◆ **Task statement**:
Answer these questions using the passage on the two Kerry hypotheses below.
1. Under the first hypothesis, which two medals did Kerry receive for his courage?
2. Under the second hypothesis, what were the three Purple Hearts meant to assure?
3. According to the passage, what untested hypothesis must the first hypothesis stand on?

◆ **Source text**:
——

Two Competing Hypotheses Tested

The first hypothesis regarding the historical event of John Kerry’s Vietnam record is that he was a war hero who served honorably and received wounds leading to three Purple Hearts which led to his early release.  This John Kerry volunteered for dangerous service and showed great courage and was therefore a recipient of a Bronze Star and a Silver Star.  Upon returning home, Kerry further proved his courage by standing up against an unjust and unnecessary war.  John Kerry is therefore qualified to be President of the United States.  This is the hypothesis of the Kerry campaign and the liberal media.

The second hypothesis regarding the historical event of John Kerry’s Vietnam record is that John Kerry came to Viet Nam seeking a quick exit from the war and that is why he sought the three Purple Hearts for superficial wounds which would assure his return stateside.  He, however, always had the ambition of becoming President of the United States and so he sought medals for courage and heroism as well.  He therefore falsified records in order to obtain medals for which he was not worthy.  He then returned to the United States and slandered his brothers who served with him by accusing them of war crimes. He also admitted to committing war crimes himself for which he was never charged.  John Kerry is therefore unfit for the office of Commander in Chief.

Perhaps on the surface of it, the first hypothesis seems to conform to Ockham’s razor the best. It is after all the simplest solution to the evidence of Kerry’s honorable discharge from the Navy and his numerous medals and citations. But those who hold this hypothesis must either ignore or dismiss the evidence of the Swiftvets.  This leads to a new, untested hypotheses upon which the first must stand: namely that the Swiftvets are lying and that they are lackeys for the Republicans.  We can’t take Kerry’s word that they are lying about Viet Nam, since Kerry is an unreliable source.  Nor on the surface do these men appear to be answerable to the Republican party.  It requires elaborate genealogies of connections and conspiracies to show that they are answerable to the Bush campaign and not independent as they themselves maintain.

——

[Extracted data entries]

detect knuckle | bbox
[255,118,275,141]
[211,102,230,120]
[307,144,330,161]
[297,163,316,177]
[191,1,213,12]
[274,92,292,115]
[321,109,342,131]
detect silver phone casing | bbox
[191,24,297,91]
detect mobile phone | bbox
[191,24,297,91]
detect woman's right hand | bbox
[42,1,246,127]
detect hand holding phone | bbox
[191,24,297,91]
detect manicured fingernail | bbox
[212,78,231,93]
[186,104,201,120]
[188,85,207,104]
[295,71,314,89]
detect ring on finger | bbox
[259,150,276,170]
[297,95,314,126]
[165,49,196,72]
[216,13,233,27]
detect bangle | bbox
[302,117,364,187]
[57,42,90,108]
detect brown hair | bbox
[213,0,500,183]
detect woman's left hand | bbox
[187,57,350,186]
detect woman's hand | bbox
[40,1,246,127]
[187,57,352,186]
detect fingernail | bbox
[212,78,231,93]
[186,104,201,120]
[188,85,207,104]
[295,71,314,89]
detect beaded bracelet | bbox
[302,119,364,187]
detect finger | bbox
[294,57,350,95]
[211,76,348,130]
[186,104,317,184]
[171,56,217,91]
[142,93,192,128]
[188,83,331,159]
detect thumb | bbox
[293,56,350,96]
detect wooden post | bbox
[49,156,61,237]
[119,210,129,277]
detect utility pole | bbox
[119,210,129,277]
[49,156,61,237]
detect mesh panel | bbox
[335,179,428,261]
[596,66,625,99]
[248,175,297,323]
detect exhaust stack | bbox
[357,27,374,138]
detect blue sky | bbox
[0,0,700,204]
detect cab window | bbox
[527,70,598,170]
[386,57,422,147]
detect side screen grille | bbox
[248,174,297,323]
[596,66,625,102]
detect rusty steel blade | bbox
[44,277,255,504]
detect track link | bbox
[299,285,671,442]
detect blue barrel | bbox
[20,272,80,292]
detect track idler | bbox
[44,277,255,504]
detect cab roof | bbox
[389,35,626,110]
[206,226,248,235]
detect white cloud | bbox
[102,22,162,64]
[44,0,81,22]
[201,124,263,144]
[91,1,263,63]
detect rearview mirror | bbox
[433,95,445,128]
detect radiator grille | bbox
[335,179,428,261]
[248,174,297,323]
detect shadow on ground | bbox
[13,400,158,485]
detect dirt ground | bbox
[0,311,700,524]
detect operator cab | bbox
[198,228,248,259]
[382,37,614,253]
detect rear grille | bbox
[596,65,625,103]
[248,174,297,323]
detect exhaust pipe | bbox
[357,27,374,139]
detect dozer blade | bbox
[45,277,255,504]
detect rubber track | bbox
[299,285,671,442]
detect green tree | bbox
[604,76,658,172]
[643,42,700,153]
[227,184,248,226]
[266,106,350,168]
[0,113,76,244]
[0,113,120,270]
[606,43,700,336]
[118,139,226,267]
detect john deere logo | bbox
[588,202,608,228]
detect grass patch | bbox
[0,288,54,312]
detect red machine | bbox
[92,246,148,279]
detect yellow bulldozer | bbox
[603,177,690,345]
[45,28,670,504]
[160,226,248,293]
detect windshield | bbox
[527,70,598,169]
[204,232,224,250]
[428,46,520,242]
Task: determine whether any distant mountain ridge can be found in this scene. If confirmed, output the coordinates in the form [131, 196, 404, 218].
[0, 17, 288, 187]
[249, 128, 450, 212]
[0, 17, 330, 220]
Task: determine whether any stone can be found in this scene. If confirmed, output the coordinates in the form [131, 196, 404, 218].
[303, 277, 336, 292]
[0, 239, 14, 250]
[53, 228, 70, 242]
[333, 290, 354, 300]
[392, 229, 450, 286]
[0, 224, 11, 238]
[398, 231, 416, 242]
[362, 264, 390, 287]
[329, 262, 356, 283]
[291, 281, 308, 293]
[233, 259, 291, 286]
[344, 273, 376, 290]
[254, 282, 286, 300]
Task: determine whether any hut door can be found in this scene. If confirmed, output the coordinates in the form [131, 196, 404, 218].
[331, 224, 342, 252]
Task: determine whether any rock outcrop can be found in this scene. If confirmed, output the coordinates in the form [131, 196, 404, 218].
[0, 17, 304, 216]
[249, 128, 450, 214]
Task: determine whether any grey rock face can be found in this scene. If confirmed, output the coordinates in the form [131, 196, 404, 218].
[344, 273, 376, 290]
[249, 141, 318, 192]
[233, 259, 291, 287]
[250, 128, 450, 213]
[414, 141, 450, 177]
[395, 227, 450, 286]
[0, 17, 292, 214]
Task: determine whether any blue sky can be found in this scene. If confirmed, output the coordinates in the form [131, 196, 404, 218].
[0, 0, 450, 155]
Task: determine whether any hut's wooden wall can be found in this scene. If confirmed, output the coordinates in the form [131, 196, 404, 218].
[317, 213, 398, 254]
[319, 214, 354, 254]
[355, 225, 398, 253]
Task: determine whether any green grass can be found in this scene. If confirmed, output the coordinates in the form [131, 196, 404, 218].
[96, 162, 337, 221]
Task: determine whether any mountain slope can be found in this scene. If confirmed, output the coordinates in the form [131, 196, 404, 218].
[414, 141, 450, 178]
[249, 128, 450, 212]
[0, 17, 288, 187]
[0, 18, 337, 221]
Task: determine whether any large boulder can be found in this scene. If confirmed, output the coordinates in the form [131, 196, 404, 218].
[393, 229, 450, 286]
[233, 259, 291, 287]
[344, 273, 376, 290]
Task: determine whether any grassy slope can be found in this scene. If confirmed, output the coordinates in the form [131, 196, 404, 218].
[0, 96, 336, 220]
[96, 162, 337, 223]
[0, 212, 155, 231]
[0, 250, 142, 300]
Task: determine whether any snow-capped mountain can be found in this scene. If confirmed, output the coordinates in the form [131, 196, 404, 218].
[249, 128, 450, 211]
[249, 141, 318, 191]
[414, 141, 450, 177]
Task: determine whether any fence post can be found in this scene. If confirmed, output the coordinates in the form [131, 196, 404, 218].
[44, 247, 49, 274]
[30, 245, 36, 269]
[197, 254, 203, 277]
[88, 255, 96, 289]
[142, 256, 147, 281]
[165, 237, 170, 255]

——

◆ **Exercise result**:
1. A Bronze Star and a Silver Star.
2. His return stateside.
3. That the Swiftvets are lying and that they are lackeys for the Republicans.